▼▼▼
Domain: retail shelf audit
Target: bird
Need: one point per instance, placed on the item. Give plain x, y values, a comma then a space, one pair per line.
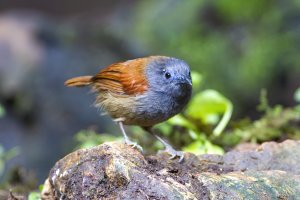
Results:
142, 92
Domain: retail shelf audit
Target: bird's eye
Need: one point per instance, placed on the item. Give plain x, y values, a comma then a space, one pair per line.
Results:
167, 75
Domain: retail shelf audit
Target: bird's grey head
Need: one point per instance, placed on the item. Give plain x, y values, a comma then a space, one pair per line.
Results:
170, 76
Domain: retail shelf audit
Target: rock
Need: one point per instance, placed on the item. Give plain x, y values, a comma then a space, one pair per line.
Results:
117, 171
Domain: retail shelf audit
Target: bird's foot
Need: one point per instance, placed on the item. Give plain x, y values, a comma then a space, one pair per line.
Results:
133, 144
173, 153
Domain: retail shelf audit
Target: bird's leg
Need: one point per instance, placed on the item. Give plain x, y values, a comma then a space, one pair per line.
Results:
127, 140
168, 148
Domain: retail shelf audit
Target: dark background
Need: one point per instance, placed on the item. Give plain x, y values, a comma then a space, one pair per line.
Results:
239, 47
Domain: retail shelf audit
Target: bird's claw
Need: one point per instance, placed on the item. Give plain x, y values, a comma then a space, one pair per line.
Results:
174, 154
134, 145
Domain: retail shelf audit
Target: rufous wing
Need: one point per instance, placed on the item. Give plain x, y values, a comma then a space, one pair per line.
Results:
123, 78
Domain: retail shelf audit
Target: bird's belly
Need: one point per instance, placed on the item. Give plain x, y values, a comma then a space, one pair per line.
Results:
141, 110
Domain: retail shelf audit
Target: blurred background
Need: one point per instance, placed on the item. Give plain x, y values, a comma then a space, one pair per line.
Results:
238, 47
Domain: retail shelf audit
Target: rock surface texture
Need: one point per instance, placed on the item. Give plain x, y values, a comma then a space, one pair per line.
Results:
117, 171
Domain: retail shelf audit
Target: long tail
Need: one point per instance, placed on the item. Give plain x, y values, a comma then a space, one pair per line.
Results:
79, 81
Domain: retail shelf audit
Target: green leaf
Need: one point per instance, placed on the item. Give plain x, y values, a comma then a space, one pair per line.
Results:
297, 95
208, 106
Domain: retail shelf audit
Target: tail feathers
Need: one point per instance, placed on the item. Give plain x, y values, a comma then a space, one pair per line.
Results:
80, 81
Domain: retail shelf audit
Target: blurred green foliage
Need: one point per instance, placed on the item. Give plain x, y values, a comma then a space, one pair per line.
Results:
239, 47
35, 195
6, 156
▲▲▲
• TASK PROMPT: Collect every line from the items above that contains the word "green". Treat the match as case-sensitive.

• FULL ANSWER:
Target: green leaf
Target: blurred green foliage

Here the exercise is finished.